* OBJECTIVE *
Return only the line that contains "Target: rocky slope" and each line after it, through the last line of the data below, copied exactly.

* RECORDS SUPPLIED *
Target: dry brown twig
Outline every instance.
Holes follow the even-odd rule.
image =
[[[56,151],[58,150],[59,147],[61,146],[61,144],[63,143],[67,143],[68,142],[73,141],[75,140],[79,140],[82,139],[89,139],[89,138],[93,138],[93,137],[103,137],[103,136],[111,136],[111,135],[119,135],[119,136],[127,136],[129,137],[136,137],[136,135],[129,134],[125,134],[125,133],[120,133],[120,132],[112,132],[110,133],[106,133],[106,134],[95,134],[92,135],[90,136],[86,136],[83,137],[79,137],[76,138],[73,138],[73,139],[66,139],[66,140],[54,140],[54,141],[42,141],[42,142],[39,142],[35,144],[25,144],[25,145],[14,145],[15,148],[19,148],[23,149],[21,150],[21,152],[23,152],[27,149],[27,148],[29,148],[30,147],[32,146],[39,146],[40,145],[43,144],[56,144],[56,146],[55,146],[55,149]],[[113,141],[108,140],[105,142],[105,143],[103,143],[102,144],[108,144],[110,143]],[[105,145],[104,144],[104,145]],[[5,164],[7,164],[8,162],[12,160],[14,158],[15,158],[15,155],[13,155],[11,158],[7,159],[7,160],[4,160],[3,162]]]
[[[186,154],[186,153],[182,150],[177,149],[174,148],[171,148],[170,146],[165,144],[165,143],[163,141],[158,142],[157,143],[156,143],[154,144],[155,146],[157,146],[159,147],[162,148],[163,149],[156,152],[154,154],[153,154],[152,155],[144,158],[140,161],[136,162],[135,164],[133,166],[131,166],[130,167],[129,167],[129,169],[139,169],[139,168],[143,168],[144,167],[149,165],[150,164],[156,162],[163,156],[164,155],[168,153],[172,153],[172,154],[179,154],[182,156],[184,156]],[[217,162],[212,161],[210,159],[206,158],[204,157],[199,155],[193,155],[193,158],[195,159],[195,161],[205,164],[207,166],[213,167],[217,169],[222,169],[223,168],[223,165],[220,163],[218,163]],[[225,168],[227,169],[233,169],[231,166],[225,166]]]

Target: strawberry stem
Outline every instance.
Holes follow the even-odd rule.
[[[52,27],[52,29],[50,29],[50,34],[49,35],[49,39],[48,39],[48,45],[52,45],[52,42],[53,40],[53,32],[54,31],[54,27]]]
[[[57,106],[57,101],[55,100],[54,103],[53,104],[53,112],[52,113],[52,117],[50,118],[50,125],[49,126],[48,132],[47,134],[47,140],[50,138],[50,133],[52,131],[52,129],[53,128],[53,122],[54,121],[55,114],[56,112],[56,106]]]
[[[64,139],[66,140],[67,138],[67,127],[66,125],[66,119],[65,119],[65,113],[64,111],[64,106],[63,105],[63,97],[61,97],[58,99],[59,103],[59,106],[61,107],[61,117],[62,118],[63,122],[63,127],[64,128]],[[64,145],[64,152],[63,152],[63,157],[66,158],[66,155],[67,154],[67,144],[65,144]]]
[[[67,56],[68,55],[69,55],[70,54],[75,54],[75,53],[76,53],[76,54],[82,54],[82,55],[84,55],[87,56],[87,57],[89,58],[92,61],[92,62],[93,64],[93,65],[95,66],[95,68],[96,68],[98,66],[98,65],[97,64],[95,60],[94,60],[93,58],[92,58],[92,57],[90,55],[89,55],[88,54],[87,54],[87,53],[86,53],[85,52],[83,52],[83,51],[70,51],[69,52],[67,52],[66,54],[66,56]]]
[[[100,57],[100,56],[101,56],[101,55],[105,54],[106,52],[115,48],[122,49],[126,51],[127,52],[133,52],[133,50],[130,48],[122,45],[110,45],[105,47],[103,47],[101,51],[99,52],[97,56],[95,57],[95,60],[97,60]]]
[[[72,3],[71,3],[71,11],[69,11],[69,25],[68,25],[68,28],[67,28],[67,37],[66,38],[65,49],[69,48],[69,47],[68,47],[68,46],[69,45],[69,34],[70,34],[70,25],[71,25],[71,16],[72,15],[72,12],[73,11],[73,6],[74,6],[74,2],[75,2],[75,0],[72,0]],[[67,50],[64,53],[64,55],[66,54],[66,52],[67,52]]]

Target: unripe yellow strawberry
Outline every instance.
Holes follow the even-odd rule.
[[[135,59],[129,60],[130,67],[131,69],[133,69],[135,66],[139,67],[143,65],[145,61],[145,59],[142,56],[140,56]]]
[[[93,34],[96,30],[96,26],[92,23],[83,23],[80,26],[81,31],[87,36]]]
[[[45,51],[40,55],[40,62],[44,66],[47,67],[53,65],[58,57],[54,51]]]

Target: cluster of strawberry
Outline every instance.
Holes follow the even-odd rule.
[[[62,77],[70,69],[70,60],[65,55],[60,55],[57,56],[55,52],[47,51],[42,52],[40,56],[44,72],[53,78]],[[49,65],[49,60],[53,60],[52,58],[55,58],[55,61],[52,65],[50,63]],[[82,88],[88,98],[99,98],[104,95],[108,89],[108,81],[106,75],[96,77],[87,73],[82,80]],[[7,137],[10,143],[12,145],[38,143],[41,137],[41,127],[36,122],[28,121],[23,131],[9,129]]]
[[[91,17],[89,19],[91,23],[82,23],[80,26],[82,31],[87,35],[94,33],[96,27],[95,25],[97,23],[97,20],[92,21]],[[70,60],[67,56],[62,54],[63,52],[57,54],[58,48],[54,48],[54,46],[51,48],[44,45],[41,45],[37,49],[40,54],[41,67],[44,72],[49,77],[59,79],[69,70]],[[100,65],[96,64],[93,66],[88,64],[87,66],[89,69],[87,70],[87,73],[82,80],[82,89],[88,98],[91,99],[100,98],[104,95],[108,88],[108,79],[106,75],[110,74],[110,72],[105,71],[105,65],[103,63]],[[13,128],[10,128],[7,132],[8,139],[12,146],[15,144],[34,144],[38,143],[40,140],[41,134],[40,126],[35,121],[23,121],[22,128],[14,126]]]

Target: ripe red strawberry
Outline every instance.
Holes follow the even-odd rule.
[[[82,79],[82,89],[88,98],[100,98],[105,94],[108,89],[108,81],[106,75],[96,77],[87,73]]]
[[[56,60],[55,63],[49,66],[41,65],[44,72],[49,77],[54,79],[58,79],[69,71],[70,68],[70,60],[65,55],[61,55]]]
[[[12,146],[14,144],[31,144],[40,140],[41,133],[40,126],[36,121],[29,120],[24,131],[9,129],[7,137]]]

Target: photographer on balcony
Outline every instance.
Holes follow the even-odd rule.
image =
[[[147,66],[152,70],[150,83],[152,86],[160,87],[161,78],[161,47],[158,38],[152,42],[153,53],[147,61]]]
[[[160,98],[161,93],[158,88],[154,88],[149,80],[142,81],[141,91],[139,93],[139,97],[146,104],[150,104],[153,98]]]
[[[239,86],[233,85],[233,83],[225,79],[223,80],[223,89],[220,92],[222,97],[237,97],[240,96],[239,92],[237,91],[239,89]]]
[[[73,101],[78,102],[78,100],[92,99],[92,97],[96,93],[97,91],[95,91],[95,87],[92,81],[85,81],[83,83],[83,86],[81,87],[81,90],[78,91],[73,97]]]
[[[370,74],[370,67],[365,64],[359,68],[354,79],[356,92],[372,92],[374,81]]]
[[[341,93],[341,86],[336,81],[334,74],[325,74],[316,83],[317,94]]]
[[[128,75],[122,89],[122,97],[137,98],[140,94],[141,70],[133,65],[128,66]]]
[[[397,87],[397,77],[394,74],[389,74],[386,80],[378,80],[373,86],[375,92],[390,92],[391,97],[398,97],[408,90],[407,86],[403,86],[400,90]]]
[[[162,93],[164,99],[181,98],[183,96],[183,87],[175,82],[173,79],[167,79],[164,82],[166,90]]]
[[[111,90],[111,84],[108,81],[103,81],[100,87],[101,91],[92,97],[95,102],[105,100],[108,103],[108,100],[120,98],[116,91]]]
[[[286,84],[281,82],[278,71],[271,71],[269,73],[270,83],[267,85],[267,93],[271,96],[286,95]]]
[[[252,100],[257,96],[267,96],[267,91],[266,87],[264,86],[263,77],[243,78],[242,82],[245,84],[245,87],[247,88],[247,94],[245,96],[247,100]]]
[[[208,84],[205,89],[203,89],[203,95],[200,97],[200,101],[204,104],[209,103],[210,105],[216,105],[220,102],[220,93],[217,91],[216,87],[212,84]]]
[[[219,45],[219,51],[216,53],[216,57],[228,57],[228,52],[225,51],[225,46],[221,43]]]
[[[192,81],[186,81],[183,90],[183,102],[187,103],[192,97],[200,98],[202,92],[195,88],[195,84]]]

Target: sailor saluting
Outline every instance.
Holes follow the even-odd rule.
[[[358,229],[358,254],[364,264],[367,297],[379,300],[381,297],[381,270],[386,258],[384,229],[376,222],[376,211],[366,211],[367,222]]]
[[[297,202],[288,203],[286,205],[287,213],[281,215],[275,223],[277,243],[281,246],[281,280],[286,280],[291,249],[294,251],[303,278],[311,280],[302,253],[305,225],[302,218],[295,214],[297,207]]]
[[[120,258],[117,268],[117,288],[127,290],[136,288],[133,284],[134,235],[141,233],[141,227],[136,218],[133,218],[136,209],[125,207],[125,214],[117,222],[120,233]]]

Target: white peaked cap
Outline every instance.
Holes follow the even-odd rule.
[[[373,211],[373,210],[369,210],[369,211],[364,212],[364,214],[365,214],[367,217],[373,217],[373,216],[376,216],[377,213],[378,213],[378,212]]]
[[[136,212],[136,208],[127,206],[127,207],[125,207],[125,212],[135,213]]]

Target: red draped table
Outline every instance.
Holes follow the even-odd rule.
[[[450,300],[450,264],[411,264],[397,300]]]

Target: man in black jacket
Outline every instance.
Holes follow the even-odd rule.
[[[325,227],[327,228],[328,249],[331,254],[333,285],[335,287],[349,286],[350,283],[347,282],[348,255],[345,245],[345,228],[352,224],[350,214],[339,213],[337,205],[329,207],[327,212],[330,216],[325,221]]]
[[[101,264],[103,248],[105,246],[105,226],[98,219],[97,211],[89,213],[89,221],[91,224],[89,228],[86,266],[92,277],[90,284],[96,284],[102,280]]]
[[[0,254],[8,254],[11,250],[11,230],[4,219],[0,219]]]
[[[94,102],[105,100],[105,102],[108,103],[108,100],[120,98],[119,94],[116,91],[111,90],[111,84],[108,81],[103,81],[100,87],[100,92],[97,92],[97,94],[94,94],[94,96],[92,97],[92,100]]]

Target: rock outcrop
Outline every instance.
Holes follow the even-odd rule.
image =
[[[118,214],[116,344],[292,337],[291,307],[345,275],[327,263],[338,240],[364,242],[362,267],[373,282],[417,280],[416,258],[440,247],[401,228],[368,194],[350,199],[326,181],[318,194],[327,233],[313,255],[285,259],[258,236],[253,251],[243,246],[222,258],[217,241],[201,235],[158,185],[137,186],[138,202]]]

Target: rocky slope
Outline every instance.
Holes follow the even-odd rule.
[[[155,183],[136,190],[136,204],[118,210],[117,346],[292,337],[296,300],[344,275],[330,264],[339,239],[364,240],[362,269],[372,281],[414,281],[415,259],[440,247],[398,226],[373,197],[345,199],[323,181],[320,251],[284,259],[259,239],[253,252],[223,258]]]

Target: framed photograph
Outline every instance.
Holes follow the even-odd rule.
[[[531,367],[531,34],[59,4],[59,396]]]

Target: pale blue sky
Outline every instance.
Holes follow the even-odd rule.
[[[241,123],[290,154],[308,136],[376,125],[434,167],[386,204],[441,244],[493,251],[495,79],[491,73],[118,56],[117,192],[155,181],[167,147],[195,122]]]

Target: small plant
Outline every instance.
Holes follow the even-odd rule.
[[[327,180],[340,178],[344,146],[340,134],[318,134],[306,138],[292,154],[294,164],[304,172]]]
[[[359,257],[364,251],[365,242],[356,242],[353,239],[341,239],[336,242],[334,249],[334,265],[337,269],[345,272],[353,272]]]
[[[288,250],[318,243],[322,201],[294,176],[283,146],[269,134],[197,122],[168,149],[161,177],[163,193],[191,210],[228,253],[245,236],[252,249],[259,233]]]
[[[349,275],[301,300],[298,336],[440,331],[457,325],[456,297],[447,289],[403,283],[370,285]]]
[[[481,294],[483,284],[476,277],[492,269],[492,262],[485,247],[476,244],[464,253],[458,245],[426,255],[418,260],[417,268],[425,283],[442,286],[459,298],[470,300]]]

* WORKED ANSWER *
Target: rocky slope
Outline every instance.
Holes follow the even-odd rule.
[[[155,183],[136,190],[136,204],[118,210],[117,346],[292,337],[296,300],[344,275],[330,264],[339,239],[364,240],[362,269],[372,281],[414,281],[415,259],[440,247],[398,226],[373,197],[345,199],[323,181],[320,251],[284,259],[259,239],[253,252],[223,258]]]

Target: framed photograph
Outline every instance.
Holes follow the even-odd rule.
[[[531,367],[531,34],[59,4],[59,396]]]

Target: pale blue sky
Outline every instance.
Holes follow the even-odd rule.
[[[241,123],[290,154],[308,136],[376,125],[434,167],[386,204],[441,244],[493,251],[495,79],[491,73],[118,56],[117,192],[155,181],[167,147],[195,122]]]

Target: small plant
Outline every instance.
Holes follow the even-odd rule.
[[[327,180],[340,178],[344,146],[340,134],[318,134],[306,138],[292,154],[294,164],[304,172]]]
[[[359,257],[364,251],[365,242],[356,242],[353,239],[341,239],[336,242],[334,249],[334,265],[337,269],[345,272],[353,272]]]
[[[288,250],[318,243],[322,201],[294,176],[283,146],[269,134],[197,122],[168,149],[161,177],[163,193],[191,210],[228,253],[245,236],[252,249],[259,233]]]
[[[349,275],[301,300],[298,336],[440,331],[457,325],[456,297],[447,289],[403,283],[370,285]]]
[[[481,294],[483,284],[476,277],[492,269],[492,262],[485,247],[476,244],[464,253],[458,245],[426,255],[418,260],[417,268],[425,283],[442,286],[459,298],[470,300]]]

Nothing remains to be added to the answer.